(Recorded information)
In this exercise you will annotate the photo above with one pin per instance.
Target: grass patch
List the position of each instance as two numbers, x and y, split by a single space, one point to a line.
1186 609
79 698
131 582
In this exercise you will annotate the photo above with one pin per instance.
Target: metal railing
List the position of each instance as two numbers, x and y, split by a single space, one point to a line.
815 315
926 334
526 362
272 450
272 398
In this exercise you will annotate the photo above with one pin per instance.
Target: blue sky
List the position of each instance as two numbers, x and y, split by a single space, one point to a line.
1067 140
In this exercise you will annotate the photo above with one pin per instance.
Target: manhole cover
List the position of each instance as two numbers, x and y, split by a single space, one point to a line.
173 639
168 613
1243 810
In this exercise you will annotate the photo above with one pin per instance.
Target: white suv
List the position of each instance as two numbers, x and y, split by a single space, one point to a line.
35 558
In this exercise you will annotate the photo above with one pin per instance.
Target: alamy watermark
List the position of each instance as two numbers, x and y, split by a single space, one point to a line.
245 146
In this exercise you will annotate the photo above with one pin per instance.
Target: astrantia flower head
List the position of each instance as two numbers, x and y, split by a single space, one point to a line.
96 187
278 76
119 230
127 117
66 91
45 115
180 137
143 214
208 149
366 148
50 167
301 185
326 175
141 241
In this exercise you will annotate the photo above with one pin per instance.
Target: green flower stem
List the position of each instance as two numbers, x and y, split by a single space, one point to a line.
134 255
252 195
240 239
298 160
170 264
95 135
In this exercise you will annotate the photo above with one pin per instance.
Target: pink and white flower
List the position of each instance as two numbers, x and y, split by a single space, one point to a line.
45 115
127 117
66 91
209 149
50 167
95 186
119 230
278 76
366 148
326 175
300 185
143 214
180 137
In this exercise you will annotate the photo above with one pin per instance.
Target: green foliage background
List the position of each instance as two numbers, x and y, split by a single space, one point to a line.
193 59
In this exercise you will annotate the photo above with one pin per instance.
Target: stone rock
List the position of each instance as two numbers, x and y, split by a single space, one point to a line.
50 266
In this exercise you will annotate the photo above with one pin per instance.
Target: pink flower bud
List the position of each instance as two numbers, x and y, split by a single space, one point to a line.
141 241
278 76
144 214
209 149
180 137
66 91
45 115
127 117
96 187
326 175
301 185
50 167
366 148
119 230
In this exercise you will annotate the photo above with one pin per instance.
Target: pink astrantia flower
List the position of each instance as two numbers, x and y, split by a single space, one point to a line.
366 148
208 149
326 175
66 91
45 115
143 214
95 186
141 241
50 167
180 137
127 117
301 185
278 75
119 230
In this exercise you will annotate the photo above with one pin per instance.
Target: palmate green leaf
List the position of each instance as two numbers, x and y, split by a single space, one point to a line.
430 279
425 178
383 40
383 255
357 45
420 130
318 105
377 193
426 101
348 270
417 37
(End Recorded information)
Task:
Among the lines above, which ones include the word "green"? Copy them.

Solved problem:
Target: green flower stem
Target: green foliage background
Target: palmate green leaf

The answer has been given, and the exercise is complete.